Point-per-instance localization data
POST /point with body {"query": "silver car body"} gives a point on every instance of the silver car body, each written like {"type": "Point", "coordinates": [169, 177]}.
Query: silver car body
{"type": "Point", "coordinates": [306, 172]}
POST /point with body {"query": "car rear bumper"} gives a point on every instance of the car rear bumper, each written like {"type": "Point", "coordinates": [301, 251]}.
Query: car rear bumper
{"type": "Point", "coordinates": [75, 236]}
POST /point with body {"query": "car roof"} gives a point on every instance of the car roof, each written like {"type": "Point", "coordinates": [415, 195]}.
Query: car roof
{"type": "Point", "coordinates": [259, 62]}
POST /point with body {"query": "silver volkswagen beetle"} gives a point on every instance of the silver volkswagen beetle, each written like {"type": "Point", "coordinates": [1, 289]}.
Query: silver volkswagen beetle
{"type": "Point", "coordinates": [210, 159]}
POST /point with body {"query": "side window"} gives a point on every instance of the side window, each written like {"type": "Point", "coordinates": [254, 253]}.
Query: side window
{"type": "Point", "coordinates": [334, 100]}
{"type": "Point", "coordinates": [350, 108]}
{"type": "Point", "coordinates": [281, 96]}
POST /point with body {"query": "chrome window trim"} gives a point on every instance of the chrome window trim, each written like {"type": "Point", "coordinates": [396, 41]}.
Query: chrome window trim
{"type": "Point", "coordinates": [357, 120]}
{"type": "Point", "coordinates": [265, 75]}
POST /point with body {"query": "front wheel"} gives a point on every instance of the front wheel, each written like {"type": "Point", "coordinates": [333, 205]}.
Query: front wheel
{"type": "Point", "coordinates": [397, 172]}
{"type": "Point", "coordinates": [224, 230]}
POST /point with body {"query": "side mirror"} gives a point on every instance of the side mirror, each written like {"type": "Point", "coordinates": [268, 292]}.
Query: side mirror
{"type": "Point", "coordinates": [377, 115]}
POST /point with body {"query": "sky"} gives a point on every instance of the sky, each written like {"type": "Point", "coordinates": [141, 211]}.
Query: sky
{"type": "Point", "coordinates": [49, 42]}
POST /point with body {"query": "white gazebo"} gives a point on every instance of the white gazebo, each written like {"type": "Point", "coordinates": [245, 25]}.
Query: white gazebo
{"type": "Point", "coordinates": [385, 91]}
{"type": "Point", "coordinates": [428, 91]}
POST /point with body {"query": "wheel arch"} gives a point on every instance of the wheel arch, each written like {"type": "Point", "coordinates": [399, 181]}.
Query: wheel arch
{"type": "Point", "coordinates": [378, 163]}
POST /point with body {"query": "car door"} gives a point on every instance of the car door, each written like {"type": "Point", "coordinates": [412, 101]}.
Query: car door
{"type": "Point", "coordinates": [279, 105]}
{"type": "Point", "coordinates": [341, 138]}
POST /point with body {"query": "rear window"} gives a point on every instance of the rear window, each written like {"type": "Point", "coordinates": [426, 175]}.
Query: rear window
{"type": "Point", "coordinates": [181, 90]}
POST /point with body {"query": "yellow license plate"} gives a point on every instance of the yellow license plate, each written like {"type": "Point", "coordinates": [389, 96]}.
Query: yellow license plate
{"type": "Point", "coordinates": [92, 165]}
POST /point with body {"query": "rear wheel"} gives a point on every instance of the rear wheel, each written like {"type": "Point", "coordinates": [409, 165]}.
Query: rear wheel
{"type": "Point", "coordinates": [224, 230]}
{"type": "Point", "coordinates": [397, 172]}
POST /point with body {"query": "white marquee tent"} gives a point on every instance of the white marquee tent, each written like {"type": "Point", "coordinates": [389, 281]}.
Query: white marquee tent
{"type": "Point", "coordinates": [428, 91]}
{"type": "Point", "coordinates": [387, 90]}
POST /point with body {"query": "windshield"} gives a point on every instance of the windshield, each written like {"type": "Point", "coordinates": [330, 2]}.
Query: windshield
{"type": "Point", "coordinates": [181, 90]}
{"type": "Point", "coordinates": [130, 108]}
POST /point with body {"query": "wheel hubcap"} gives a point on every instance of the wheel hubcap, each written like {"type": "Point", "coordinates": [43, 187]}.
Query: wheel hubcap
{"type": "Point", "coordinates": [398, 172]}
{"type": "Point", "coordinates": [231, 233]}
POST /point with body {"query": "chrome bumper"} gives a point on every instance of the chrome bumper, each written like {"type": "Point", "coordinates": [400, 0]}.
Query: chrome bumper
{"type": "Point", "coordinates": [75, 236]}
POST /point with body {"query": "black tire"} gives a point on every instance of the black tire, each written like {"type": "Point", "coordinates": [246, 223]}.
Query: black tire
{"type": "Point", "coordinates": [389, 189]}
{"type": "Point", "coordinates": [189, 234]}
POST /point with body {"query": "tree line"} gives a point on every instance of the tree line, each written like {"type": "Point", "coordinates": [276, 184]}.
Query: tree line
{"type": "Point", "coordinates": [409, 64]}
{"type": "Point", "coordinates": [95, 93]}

> Task brief
Exactly the lines from the one holding "Query: rear wheel" through the end of the data are to be repeated, with both ends included.

> Solution for this problem
Query: rear wheel
{"type": "Point", "coordinates": [224, 230]}
{"type": "Point", "coordinates": [397, 172]}
POST /point with body {"query": "white marquee tent"} gives a point on every instance of the white marquee tent, each written like {"type": "Point", "coordinates": [389, 281]}.
Query: white marquee tent
{"type": "Point", "coordinates": [428, 91]}
{"type": "Point", "coordinates": [387, 90]}
POST /point with body {"query": "windshield"} gives a point on every instance of the windshield, each written like {"type": "Point", "coordinates": [330, 2]}.
Query: windshield
{"type": "Point", "coordinates": [181, 90]}
{"type": "Point", "coordinates": [130, 108]}
POST /point with body {"query": "wheel hubcap"} gives a point on every instance of the wheel hubcap, each written like {"type": "Point", "coordinates": [43, 187]}.
Query: wheel hubcap
{"type": "Point", "coordinates": [398, 172]}
{"type": "Point", "coordinates": [231, 233]}
POST /point with body {"query": "chrome bumper"} gives a point on every instance of the chrome bumper, each written like {"type": "Point", "coordinates": [400, 0]}.
Query: chrome bumper
{"type": "Point", "coordinates": [75, 236]}
POST /point with body {"query": "black tire"} gives a point on every instance of the black tire, each written like {"type": "Point", "coordinates": [246, 223]}.
Query: black tire
{"type": "Point", "coordinates": [389, 189]}
{"type": "Point", "coordinates": [189, 234]}
POST /point with body {"query": "tree line"} gives a point on every instance of the tree line, each written like {"type": "Point", "coordinates": [276, 184]}.
Query: tree line
{"type": "Point", "coordinates": [409, 64]}
{"type": "Point", "coordinates": [95, 93]}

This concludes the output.